Description of the task: Pick out each line of the data below that contains the word "boot" and copy those lines in full.

Record set:
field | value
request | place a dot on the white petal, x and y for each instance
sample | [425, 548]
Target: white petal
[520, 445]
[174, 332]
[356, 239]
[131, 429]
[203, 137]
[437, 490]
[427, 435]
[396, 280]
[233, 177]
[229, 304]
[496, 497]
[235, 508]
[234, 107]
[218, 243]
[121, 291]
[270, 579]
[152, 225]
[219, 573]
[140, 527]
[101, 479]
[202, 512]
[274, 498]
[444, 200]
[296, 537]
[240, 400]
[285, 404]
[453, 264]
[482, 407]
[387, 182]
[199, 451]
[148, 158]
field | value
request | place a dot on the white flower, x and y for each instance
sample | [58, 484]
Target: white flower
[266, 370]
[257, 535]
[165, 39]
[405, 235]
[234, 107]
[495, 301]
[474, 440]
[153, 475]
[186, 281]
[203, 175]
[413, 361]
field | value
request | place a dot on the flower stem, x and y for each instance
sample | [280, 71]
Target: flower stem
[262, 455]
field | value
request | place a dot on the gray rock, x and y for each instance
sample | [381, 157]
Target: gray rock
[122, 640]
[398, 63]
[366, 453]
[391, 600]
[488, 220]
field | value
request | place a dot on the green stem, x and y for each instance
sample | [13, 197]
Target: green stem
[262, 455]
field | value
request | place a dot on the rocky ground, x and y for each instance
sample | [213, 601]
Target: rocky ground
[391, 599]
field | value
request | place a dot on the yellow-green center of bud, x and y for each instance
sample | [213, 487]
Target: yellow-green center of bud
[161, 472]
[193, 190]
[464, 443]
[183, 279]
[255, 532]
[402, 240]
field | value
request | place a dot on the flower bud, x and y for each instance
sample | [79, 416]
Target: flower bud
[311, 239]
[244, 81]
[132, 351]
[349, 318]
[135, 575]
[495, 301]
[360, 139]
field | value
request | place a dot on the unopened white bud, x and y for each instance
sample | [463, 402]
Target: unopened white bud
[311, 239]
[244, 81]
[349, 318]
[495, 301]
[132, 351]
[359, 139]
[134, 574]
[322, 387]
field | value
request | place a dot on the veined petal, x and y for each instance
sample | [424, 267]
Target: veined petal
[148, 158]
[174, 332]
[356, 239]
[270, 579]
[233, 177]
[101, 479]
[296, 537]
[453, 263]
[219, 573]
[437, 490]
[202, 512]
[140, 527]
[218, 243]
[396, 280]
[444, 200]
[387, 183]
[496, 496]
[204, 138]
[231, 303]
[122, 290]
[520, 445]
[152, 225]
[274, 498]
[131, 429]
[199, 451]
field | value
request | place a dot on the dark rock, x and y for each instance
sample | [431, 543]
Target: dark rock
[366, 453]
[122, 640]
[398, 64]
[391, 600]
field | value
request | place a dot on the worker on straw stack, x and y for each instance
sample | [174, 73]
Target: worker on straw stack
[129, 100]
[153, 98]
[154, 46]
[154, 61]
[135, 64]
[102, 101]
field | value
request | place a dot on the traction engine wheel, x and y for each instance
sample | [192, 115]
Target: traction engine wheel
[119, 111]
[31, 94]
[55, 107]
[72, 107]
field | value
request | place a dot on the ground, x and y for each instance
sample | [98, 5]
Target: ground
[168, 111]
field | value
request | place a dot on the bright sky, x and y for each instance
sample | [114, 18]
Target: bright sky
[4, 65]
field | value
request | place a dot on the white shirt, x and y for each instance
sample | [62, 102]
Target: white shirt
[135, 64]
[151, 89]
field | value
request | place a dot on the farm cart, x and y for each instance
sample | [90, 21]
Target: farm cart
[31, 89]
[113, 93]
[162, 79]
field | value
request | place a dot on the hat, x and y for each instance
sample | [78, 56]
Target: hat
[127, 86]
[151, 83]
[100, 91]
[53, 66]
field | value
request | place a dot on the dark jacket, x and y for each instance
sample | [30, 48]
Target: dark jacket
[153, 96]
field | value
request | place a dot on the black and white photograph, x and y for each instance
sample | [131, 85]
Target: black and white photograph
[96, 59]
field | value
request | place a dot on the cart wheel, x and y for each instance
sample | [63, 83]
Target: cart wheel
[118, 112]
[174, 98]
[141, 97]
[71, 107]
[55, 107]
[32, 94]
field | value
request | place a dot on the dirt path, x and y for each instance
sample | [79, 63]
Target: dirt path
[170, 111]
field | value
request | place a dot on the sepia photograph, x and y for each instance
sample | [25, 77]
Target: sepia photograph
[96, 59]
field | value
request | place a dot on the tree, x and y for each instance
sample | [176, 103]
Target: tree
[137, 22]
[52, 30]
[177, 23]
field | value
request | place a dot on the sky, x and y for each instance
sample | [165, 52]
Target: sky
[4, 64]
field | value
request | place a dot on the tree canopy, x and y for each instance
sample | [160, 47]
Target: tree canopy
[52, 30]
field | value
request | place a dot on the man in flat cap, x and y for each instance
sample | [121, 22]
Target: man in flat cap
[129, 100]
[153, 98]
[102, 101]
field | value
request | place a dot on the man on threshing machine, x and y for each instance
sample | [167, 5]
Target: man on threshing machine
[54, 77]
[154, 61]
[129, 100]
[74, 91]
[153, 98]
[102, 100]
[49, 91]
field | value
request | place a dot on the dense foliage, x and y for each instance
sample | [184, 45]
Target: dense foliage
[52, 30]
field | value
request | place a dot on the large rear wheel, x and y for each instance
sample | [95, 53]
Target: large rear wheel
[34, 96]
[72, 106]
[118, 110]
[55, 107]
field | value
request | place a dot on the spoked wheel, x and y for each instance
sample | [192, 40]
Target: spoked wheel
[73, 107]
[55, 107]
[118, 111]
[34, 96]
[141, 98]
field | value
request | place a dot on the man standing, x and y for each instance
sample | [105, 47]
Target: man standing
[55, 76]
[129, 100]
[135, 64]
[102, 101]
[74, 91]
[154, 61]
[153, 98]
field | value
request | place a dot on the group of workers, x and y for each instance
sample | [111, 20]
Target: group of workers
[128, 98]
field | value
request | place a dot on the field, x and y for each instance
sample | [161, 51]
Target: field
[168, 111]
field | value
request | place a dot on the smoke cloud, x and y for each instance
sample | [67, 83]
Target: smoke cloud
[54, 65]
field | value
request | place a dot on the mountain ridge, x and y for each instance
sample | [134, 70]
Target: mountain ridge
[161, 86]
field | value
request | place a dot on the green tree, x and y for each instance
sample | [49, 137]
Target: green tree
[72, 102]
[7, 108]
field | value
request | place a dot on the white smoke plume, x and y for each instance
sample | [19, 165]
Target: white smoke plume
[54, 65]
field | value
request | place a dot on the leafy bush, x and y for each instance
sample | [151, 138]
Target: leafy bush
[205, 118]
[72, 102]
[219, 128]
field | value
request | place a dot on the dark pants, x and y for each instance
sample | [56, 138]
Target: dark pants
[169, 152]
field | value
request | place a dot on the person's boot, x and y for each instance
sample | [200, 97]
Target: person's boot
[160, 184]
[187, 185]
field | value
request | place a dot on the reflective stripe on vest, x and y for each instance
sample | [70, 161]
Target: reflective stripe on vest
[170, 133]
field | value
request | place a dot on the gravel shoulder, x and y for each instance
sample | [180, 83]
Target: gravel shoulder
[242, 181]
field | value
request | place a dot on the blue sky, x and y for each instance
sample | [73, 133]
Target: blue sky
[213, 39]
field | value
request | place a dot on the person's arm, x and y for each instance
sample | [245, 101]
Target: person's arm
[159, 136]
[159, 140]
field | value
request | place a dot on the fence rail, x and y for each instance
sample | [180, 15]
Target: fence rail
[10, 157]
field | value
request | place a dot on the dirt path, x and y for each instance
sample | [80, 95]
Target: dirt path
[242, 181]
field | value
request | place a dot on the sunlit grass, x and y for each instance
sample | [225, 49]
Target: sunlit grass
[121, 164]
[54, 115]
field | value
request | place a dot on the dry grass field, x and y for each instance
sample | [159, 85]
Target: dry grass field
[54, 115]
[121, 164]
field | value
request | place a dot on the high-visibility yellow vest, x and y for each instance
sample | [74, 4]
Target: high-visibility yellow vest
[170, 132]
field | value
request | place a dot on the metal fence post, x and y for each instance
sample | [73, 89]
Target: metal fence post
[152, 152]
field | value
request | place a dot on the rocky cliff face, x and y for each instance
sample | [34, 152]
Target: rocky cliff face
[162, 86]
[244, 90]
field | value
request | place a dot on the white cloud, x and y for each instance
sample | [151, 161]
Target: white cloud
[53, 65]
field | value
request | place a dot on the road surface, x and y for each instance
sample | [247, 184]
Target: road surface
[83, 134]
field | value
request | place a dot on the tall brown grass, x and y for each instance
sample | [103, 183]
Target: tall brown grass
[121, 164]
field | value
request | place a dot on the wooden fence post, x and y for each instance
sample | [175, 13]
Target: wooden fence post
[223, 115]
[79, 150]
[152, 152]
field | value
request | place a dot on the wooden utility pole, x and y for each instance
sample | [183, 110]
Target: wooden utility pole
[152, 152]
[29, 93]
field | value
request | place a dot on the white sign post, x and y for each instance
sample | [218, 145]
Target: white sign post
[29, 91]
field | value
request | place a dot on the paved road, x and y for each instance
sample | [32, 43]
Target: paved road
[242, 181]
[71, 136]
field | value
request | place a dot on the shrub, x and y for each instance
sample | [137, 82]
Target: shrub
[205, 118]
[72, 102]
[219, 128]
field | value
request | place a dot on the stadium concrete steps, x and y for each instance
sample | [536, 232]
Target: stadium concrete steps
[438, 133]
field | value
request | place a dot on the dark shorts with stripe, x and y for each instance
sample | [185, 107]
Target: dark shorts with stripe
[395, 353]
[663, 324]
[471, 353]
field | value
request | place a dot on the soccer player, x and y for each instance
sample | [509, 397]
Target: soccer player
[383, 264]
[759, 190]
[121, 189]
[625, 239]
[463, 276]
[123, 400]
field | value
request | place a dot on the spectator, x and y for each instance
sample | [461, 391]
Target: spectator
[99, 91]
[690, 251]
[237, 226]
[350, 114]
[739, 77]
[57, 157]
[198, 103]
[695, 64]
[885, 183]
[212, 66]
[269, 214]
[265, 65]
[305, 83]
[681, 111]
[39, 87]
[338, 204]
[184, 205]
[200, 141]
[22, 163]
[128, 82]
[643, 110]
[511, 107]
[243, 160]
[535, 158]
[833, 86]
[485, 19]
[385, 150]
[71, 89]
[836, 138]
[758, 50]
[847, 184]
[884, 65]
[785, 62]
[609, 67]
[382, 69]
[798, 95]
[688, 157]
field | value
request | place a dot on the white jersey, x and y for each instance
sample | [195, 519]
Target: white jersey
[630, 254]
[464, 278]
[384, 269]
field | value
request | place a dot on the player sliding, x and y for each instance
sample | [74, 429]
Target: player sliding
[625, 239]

Solution for this problem:
request | place a dot on the person's boot, x and y for each instance
Target: person's boot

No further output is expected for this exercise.